## DATA SECTION
----
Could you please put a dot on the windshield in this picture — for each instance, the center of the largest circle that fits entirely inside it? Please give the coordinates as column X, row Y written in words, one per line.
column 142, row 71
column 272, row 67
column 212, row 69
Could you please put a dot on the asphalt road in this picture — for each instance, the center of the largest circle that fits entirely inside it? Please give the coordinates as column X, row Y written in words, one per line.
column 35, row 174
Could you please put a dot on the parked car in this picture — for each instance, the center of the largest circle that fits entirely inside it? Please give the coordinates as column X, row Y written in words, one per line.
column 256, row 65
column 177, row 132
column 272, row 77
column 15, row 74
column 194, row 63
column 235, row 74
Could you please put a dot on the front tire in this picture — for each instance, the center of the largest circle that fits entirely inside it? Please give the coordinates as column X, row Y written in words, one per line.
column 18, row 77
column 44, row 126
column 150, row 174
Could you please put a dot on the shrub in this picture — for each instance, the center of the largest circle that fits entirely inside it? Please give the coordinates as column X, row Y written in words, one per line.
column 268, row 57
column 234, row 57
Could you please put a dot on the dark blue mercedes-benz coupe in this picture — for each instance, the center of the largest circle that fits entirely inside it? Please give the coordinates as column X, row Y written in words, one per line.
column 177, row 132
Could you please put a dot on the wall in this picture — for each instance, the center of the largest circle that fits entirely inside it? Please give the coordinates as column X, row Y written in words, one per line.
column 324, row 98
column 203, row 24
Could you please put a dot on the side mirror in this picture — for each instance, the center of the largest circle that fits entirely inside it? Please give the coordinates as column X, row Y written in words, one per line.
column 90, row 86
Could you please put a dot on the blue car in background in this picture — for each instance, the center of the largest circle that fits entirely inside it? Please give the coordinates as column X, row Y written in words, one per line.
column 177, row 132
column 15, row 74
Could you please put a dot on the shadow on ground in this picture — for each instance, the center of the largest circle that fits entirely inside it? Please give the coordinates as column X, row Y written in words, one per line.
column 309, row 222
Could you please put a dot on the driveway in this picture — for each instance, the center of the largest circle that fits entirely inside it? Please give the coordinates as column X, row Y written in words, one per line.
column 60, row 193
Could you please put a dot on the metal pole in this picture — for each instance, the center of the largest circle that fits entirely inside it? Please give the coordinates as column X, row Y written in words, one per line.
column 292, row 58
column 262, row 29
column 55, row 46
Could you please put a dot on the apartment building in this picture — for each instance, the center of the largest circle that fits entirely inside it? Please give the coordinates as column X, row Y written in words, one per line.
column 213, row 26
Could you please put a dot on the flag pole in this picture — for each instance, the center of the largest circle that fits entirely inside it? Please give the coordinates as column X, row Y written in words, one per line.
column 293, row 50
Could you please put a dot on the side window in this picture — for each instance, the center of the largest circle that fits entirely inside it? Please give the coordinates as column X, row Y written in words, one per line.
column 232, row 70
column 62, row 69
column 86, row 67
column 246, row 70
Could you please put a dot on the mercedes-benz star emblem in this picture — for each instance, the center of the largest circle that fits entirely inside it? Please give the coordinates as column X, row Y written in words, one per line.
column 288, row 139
----
## YOUR INSTRUCTIONS
Convert every line of the data above into a numbered list, leaving out any blank lines.

## RESULT
1. Could you please put a dot on the windshield in this picture — for each instance, the center of the largest circle that fits entirely inside it? Please give the coordinates as column X, row Y written in words, one per line.
2. column 142, row 71
3. column 272, row 67
4. column 212, row 69
5. Could you please put a dot on the asphalt road in this picture — for each instance, the center of the largest circle that fits entirely inside it? Please give the coordinates as column X, row Y written in words, one per line.
6. column 35, row 174
7. Could you please put a dot on the parked car in this picture — for each instance, the center of the largest circle that fits entirely inside it? Please give the coordinates as column X, row Y written in words, one per line.
8. column 256, row 65
9. column 177, row 132
10. column 272, row 77
11. column 15, row 74
12. column 194, row 63
13. column 235, row 74
14. Could you please put a dot on the front tire in this picture — for each instance, the center of the largest circle that fits entirely inside it? Please give the coordinates as column X, row Y written in words, one per line.
15. column 18, row 77
16. column 44, row 126
17. column 150, row 174
18. Could you please put a dot on the shrub in this picture — for each instance, the center of the largest circle that fits entirely inside it? Please give the coordinates as column X, row Y written in words, one per line.
19. column 268, row 57
20. column 234, row 57
21. Could you please put a dot on the dark blue mercedes-benz coupe in this picture — for each instance, the center of the largest circle that fits entirely inside it? Please give the coordinates as column X, row Y written in words, one per line.
22. column 177, row 132
23. Could you please put a dot on the wall in this picture — for each instance, the center of the largest circle that fits entirely inside it? Please give the coordinates as column X, row Y written in words, one per line.
24. column 324, row 98
25. column 203, row 24
26. Could you please put a dot on the side mirror in this picture — for each instance, the center of the largest circle that fits entirely inside it? Please give the coordinates as column X, row Y written in words, one per line.
27. column 90, row 86
28. Could you please put a dot on the blue car in background in this picture — for each instance, the center of the largest circle that fits entirely inside it? Please give the coordinates as column X, row Y written in words, one per line.
29. column 177, row 132
30. column 15, row 74
31. Could you please put a dot on the shadow on ground in this picture — for each instance, the center of the largest circle that fits entirely inside it? Please give the coordinates as column X, row Y written in words, one per line.
32. column 309, row 222
33. Could you please put a dot on the driveway in this picture — for each instance, the center of the largest circle that fits entirely inside it? Please give the coordinates as column X, row Y written in words, one per line.
34. column 60, row 193
35. Could you please put a dot on the metal pole in this picture — for each instance, the center of the largest circle that fits entirely inside it? Please give the coordinates as column X, row Y written in words, one per line.
36. column 292, row 58
37. column 262, row 29
38. column 55, row 46
39. Could you please put a dot on the apartment building in this picture — for each instance, the center of the largest circle that fits entirely inside it? Please give the coordinates as column X, row Y written in words, one per line.
40. column 213, row 26
41. Could you please put a dot on the flag pole in this picture — for each instance, the center of the largest circle that fits entirely inside it? Please give the coordinates as column X, row Y written in words, one per line.
42. column 293, row 50
43. Could you please put a dot on the side window in this picture — for each instance, the center of the largest circle that fits entirely inside it? Please give the coordinates as column X, row Y written in words, one per line.
44. column 232, row 70
45. column 62, row 69
46. column 86, row 67
47. column 246, row 70
48. Could you please put a dot on the mercedes-benz star emblem in this picture — for each instance, the center of the largest circle that fits entirely inside it? Please give the coordinates as column X, row Y written in words, one per line.
49. column 288, row 139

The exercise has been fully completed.